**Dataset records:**

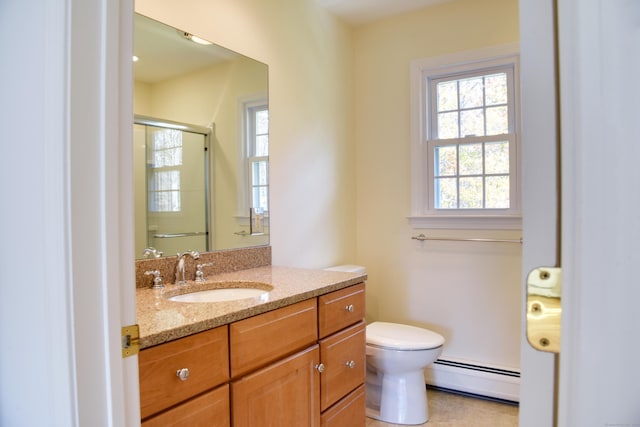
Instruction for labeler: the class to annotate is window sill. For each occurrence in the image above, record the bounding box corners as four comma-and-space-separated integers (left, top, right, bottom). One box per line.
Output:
408, 215, 522, 230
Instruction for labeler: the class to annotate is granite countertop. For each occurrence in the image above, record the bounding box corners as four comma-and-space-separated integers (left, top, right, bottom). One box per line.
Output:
136, 266, 367, 349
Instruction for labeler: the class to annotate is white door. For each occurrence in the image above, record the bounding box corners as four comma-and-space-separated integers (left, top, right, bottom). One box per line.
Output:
520, 0, 559, 427
520, 0, 640, 427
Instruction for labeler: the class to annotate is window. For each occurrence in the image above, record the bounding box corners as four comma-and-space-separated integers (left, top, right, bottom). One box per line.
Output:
410, 45, 520, 229
147, 129, 182, 212
236, 95, 269, 221
247, 105, 269, 213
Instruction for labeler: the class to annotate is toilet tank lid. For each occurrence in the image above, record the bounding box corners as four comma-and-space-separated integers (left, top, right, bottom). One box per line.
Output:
325, 264, 367, 274
367, 322, 444, 350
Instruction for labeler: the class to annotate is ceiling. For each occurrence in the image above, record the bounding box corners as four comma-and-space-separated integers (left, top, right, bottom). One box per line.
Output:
316, 0, 451, 25
134, 0, 452, 83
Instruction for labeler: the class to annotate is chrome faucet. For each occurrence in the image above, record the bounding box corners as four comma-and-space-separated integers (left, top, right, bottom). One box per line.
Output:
142, 246, 162, 258
176, 251, 200, 285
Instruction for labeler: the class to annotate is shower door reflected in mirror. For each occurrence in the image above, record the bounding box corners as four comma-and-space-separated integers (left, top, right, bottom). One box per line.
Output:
134, 118, 210, 256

**Requirement:**
Copy out every line of the records above word for word, omitting the picture.

**Answer for the task:**
Instruction for labeler: the class to annotate is window sill. For each occurrence in the image above, record the bounding box corners as four comma-and-space-separated integers (left, top, right, bottom). One box per line.
Output:
408, 215, 522, 230
Instruction for labeler: the class to annotate is granite countertop. For each occurrence in the image above, record the bounding box corners as four comma-and-space-separated integers (left, top, right, bottom). One box per line.
Output:
136, 266, 367, 349
Instruction for labeler: the class to annotate is white door. For each occurrence in the image above, record the bounding box corners as four comma-and-space-separated integers (left, top, right, bottom). One box per line.
Output:
520, 0, 559, 427
520, 0, 640, 427
Instruction for labeler: the class to annotate is window. For each occurrence in the image above, record the bounding box corners as four comma-and-space-separated integers (left, top, right, bottom). One box per line.
Output:
410, 45, 520, 229
147, 129, 182, 212
236, 95, 269, 221
247, 105, 269, 213
Instruction for labeler: the class to annotate is toilet tank lid. For each occurrence in the image above, record the bounding box corners as four comma-and-space-separated integers (left, top, right, bottom). One box per line.
Output:
325, 264, 367, 274
367, 322, 444, 350
Instruction for labeler: the class to annotate is ceiling. For each occurrence in the image above, record the bounding box corners as four comma-and-space-separated integers (left, top, right, bottom). One box per line.
Output:
316, 0, 451, 25
134, 0, 452, 83
Instruction for labeler: the class to annotate is chrome faucet. For each occurrence in the image above, record the bounding box corners as four comma-and-space-separated integers (left, top, right, bottom). One box per line.
Output:
142, 246, 162, 258
176, 251, 200, 285
Instruction for labeler: the class to annotate is shower door reflected in mirror. For each occurrence in the image above, record the bounding box corners as four comma-and-space-separated integers (left, top, right, bottom). One box per line.
Output:
134, 118, 210, 256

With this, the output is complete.